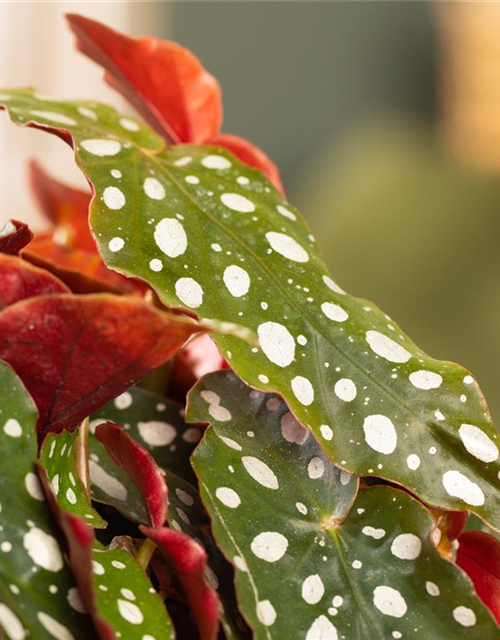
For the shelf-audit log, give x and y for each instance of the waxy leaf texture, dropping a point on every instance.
(212, 236)
(38, 597)
(304, 570)
(74, 353)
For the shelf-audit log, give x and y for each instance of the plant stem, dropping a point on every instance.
(82, 456)
(145, 554)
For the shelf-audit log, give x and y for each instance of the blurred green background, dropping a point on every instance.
(345, 98)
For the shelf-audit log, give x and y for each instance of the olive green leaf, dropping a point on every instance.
(125, 597)
(213, 236)
(58, 458)
(304, 569)
(38, 597)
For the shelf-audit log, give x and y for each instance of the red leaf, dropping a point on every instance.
(199, 357)
(141, 468)
(75, 353)
(250, 154)
(82, 271)
(189, 562)
(165, 82)
(14, 236)
(19, 280)
(479, 556)
(79, 538)
(67, 208)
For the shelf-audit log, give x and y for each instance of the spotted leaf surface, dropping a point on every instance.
(126, 598)
(212, 236)
(38, 597)
(157, 424)
(87, 349)
(303, 569)
(58, 458)
(112, 485)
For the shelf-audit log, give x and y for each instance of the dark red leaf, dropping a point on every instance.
(19, 279)
(479, 556)
(82, 271)
(14, 236)
(141, 468)
(66, 207)
(75, 353)
(250, 154)
(78, 537)
(189, 563)
(165, 82)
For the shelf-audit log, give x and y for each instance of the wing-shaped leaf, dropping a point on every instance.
(58, 458)
(115, 590)
(14, 235)
(211, 235)
(19, 280)
(165, 82)
(141, 468)
(74, 353)
(66, 207)
(304, 569)
(157, 424)
(37, 593)
(478, 555)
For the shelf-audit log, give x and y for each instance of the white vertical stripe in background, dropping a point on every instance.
(37, 49)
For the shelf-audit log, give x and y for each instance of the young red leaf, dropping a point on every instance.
(189, 562)
(19, 280)
(249, 154)
(14, 236)
(479, 556)
(141, 468)
(82, 271)
(66, 207)
(74, 353)
(102, 574)
(165, 82)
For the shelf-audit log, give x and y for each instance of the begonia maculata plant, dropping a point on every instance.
(202, 435)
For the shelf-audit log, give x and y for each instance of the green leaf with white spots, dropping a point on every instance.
(126, 598)
(37, 592)
(58, 458)
(305, 567)
(213, 236)
(157, 424)
(111, 485)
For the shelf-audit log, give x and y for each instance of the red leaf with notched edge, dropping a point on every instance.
(82, 271)
(75, 353)
(249, 154)
(66, 207)
(165, 82)
(14, 235)
(479, 556)
(19, 279)
(78, 538)
(189, 563)
(140, 467)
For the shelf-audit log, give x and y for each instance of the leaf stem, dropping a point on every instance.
(82, 456)
(145, 554)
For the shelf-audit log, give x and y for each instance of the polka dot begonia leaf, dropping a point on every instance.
(58, 458)
(126, 598)
(112, 485)
(38, 597)
(214, 237)
(278, 505)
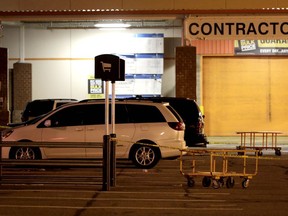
☆ ☆ ☆ ☆ ☆ ☆ ☆
What is needed:
Copy every one of the entries above word for word, leaving out the pictures.

Response below:
For the shelf-audit log, give x and y for each instance of the waxy leaf texture, dropping a point on every instance.
(212, 236)
(38, 597)
(304, 570)
(74, 353)
For the shelf-audit log, give x and y for each instance of the plant stem, dropping a point on every instance.
(82, 456)
(145, 554)
For the shelf-audit log, give x and y for each instance of the blurred green background, dropping a point on every instance.
(345, 98)
For the shelf-audit log, give x and y for each instance of the olive green leaf, dropping a point on every instance.
(125, 597)
(213, 236)
(58, 458)
(304, 569)
(38, 597)
For the shelf-audit log, give x and y for each instance of the red leaf, dropping a point on every instance.
(199, 357)
(141, 468)
(75, 353)
(250, 154)
(82, 271)
(189, 562)
(165, 82)
(14, 236)
(19, 280)
(479, 556)
(79, 538)
(67, 208)
For the shelf-audit log, give x and y for each instance of the spotted leaf surface, dropping a point on every instance.
(126, 598)
(212, 236)
(38, 597)
(157, 424)
(87, 349)
(303, 569)
(58, 458)
(112, 485)
For the shelf-audit log, give x and y for each instance of the dark red leaf, dropping a point on every instance.
(19, 279)
(479, 556)
(82, 271)
(14, 236)
(141, 468)
(66, 207)
(75, 353)
(250, 154)
(78, 537)
(189, 563)
(165, 82)
For the shelf-audit log, give x and y for each instance of the wing-shaped leaf, dropping a point on every instance.
(58, 458)
(115, 590)
(14, 235)
(211, 235)
(19, 280)
(165, 82)
(141, 468)
(74, 353)
(66, 207)
(304, 569)
(157, 424)
(37, 593)
(478, 555)
For the shelf-audit log, give x and y for each instance of the white vertical stripe in background, dropping a point on every instance.
(37, 49)
For the shelf-audit log, give x and y for each instance of the young red leaf, dropping a point on every instance.
(189, 562)
(19, 280)
(249, 154)
(14, 236)
(479, 556)
(141, 468)
(82, 271)
(66, 207)
(74, 353)
(102, 574)
(165, 82)
For the shelf-audit log, give x and y for each instance of the begonia maculata plant, dropping a point on every instance.
(202, 435)
For the shelf-audit log, give x and y for each instance of the green leaf with white spots, dropping a point on every instance.
(126, 598)
(37, 592)
(58, 458)
(305, 567)
(213, 236)
(157, 424)
(111, 485)
For the shelf-audit log, give x and y for each instance of the red leaf with notched edge, dropping a point on every instance.
(82, 271)
(75, 353)
(249, 154)
(66, 207)
(165, 82)
(14, 235)
(479, 556)
(19, 279)
(78, 538)
(189, 563)
(140, 467)
For the shelf-audit log, give x and y for each instance of the leaf stem, dropping a point on every instance.
(82, 456)
(145, 554)
For the shelf-audit log, give x and y for each instance of the polka dot begonia leaf, dropping a point on every instance.
(58, 458)
(126, 598)
(112, 485)
(38, 597)
(214, 237)
(278, 505)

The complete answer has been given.